— start Dataset excerpts —

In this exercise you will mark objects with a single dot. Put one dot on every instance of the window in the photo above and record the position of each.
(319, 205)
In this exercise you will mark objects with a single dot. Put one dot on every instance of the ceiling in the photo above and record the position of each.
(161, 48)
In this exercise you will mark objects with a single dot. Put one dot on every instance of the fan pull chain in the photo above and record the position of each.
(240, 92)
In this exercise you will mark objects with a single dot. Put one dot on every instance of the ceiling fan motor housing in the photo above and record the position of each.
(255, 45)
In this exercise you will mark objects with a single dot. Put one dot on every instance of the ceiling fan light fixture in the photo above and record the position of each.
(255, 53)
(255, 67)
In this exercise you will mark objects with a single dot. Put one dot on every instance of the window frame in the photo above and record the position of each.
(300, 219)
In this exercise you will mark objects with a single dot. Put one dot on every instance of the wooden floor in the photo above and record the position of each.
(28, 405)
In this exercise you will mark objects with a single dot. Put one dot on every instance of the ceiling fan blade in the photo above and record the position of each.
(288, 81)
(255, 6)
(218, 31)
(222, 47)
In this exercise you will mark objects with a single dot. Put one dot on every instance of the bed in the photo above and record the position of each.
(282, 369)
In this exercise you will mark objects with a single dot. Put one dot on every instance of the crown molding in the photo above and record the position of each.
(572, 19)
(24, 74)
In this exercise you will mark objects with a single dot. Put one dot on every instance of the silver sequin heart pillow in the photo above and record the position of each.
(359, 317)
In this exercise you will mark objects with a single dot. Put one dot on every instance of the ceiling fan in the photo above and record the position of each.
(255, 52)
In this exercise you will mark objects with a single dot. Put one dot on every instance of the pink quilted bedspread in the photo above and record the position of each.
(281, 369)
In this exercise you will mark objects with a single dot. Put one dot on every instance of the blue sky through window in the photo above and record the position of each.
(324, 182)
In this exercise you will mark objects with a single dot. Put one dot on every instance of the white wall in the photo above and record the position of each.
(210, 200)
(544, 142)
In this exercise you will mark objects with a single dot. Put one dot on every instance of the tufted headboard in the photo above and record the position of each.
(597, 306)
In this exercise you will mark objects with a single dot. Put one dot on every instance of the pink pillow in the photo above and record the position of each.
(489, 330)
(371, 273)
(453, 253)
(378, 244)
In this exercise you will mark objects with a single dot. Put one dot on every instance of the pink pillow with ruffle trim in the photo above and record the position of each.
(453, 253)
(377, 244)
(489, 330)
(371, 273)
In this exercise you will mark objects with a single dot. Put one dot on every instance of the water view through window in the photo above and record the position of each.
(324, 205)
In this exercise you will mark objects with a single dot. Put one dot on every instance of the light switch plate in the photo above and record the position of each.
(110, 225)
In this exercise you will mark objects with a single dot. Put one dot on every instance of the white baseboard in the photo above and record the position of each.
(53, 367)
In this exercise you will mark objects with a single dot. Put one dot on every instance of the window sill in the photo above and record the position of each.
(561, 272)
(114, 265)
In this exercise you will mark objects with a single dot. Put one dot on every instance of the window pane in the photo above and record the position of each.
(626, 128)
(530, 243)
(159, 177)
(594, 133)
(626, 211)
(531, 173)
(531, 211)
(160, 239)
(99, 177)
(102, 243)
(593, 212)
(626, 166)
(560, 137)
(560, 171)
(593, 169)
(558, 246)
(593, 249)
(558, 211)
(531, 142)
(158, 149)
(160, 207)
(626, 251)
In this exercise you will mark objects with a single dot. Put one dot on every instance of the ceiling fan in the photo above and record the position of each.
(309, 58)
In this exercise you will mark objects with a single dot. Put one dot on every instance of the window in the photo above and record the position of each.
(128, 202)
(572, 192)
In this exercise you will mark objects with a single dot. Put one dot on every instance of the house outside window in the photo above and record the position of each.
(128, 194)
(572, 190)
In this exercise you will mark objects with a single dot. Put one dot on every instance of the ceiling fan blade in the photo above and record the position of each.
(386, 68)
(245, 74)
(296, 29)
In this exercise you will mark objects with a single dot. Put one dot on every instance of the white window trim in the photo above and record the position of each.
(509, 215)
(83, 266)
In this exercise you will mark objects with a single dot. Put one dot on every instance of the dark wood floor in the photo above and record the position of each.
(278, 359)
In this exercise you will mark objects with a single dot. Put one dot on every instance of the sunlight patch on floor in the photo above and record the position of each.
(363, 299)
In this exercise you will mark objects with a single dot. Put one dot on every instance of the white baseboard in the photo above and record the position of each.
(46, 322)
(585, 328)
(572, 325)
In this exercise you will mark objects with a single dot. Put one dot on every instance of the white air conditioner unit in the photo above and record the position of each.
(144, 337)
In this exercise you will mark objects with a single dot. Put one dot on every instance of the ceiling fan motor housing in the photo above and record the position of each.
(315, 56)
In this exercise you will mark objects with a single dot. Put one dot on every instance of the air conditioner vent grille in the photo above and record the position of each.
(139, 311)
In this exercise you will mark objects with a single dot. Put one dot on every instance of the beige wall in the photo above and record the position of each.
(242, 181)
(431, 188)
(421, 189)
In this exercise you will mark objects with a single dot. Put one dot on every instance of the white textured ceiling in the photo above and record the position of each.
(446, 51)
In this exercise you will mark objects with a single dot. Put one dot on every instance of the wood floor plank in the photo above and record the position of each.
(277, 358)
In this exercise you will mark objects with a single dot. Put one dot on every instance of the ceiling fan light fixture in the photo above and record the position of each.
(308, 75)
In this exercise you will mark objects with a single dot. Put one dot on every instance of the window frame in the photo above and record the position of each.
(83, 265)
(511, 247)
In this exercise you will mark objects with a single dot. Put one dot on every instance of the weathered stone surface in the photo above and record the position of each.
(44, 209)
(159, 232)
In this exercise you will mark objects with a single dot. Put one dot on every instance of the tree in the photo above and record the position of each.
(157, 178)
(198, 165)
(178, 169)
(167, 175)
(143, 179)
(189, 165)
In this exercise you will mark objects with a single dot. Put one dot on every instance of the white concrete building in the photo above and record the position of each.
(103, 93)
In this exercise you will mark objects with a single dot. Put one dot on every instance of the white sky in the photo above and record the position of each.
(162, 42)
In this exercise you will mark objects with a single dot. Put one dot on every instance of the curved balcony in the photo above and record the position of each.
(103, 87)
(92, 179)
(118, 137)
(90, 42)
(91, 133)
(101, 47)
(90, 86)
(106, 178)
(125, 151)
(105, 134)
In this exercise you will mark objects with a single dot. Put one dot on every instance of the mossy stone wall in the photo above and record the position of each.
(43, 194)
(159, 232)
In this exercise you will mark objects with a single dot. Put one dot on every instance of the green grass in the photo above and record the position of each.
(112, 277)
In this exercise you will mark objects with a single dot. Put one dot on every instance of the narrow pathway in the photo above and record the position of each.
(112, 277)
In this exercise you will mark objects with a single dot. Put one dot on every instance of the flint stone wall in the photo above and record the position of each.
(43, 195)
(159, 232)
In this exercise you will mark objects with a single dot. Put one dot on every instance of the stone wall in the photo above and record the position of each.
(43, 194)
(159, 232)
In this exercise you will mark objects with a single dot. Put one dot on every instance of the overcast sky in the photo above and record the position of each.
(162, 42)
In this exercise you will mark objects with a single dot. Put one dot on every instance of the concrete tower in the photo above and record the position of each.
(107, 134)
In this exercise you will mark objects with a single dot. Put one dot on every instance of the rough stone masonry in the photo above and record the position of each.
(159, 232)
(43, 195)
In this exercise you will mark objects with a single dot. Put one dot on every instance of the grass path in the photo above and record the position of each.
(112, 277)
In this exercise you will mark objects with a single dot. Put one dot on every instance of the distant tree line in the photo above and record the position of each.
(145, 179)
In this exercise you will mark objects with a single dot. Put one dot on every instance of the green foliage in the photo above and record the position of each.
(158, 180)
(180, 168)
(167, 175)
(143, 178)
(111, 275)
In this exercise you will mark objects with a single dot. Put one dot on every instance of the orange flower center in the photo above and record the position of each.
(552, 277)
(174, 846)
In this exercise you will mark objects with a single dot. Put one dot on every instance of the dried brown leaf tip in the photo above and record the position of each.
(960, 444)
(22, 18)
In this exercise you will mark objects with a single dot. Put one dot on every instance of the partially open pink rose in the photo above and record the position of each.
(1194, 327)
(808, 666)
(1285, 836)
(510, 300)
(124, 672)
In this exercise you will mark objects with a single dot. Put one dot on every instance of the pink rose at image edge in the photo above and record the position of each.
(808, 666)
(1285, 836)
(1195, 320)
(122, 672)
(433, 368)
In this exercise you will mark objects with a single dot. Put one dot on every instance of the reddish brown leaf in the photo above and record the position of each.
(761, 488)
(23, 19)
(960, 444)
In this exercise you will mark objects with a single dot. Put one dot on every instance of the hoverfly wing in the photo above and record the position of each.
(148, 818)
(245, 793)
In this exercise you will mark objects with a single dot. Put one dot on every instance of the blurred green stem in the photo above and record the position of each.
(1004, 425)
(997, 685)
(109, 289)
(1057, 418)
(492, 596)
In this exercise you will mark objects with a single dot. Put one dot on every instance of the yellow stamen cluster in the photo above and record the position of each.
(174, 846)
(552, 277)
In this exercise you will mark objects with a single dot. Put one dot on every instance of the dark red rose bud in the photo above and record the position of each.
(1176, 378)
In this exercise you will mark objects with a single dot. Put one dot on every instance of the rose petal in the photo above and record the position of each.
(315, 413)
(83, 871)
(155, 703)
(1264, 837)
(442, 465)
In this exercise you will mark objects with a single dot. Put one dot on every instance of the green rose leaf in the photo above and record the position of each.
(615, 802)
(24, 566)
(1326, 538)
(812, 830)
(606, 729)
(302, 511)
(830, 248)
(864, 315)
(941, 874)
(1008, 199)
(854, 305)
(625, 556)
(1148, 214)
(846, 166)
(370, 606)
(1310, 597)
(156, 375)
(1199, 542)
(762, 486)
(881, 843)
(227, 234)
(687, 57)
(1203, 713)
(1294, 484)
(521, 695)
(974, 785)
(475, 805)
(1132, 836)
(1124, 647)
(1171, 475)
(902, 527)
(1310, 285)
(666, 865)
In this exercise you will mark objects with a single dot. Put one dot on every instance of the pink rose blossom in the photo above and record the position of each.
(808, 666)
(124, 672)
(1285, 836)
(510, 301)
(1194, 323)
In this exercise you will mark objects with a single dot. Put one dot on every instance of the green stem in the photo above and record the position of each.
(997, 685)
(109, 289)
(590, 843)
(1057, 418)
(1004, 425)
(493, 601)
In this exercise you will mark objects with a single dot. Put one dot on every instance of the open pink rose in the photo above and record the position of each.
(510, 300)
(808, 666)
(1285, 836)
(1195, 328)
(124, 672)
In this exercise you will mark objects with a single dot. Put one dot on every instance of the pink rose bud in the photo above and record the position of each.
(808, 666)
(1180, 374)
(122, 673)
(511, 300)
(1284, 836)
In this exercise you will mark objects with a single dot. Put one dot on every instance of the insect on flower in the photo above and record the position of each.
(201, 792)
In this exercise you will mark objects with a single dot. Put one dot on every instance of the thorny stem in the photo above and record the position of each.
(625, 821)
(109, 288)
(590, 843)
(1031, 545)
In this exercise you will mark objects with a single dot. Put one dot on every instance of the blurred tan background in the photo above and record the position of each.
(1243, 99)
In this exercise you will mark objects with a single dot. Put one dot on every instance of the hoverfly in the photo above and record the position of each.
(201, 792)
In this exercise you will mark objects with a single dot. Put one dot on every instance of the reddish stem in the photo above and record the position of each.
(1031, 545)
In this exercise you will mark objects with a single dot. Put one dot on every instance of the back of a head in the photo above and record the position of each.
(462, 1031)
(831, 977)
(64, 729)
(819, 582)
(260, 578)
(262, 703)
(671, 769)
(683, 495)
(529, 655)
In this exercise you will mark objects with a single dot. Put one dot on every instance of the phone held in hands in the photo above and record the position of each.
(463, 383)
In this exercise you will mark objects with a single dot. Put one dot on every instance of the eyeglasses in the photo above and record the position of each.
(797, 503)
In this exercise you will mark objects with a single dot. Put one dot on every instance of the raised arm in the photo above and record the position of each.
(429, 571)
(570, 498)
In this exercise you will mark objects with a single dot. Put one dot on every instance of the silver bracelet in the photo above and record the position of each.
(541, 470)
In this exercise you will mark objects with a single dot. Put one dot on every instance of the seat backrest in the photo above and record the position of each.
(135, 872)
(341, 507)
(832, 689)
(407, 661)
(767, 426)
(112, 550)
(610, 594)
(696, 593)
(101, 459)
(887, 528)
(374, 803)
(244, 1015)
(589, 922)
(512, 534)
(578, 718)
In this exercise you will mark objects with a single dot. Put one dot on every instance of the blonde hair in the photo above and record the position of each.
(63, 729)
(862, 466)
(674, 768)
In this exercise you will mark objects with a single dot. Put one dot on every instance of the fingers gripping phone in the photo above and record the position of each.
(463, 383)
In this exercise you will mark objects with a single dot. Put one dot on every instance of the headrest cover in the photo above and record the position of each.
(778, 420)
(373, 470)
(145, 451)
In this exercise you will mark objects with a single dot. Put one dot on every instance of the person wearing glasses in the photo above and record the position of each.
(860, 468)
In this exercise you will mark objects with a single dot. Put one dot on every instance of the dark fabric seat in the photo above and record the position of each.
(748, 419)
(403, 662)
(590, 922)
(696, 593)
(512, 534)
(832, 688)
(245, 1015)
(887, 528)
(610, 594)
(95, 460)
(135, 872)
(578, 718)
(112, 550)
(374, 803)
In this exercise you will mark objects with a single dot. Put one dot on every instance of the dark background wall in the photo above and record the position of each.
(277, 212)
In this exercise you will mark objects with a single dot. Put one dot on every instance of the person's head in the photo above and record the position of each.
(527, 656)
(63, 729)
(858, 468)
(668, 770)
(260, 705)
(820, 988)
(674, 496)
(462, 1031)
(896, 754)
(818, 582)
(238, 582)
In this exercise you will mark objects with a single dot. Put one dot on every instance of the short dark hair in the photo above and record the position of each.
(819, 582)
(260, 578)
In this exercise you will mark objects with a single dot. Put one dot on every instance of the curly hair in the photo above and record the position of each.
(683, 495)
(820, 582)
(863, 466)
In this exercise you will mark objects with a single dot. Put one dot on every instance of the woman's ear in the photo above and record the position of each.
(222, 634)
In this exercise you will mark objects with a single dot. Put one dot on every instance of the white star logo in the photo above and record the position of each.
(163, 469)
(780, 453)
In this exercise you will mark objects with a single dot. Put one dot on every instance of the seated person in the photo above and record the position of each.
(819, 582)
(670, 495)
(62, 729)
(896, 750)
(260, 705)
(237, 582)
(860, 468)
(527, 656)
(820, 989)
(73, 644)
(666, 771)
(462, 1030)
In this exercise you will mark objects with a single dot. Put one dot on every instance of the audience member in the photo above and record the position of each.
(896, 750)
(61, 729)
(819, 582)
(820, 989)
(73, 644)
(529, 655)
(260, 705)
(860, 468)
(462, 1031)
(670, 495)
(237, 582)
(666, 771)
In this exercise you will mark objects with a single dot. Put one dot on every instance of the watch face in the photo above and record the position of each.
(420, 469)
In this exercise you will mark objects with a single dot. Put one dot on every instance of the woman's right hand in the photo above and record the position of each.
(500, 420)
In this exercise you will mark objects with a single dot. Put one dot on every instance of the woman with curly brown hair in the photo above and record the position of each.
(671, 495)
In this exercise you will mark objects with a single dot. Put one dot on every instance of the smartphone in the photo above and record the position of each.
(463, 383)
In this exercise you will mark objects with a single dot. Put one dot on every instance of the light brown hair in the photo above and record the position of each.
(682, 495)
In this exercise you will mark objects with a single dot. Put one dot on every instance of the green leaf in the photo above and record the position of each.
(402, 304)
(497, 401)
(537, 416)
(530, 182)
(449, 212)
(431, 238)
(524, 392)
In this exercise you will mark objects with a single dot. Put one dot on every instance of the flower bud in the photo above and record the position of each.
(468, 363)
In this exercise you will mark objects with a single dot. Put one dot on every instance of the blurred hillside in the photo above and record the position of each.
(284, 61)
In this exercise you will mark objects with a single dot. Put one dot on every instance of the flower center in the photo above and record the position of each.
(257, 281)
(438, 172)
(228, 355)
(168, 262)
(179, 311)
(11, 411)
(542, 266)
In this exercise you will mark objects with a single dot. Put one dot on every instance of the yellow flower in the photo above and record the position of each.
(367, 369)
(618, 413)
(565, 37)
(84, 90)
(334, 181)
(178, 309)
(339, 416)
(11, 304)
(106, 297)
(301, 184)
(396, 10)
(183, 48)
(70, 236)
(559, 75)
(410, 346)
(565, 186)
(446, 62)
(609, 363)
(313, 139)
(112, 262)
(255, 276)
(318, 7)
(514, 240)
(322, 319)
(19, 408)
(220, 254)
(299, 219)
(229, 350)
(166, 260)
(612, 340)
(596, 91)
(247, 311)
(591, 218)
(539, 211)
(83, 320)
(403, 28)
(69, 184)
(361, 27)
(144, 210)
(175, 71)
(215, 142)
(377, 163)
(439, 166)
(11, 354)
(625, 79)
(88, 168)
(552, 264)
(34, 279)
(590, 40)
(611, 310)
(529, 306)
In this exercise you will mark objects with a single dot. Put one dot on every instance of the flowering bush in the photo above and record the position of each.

— end Dataset excerpts —

Instructions for the task
Find each line in the entries above that contains the string "green", treating uppercase and lowercase as different, and copy those lines.

Full response
In this exercise you will mark objects with a single dot. Put one dot on every instance of the green grass in the photo above and record the position of each.
In this exercise you will mark objects with a single dot. Put one dot on every instance of the green foliage in the photo above and record the position of each.
In this exercise you will mark objects with a single dot. Put one dot on every instance of the blurred green stem in the photo above and record the position of each.
In this exercise you will mark objects with a single dot. Put one dot on every instance of the green rose leaf in the photo above and record the position of each.
In this exercise you will mark objects with a single dot. Put one dot on every instance of the green stem in the photo above and record the position of each.
In this exercise you will mark objects with a single dot. Put one dot on every instance of the green leaf in the photo above and record the position of each.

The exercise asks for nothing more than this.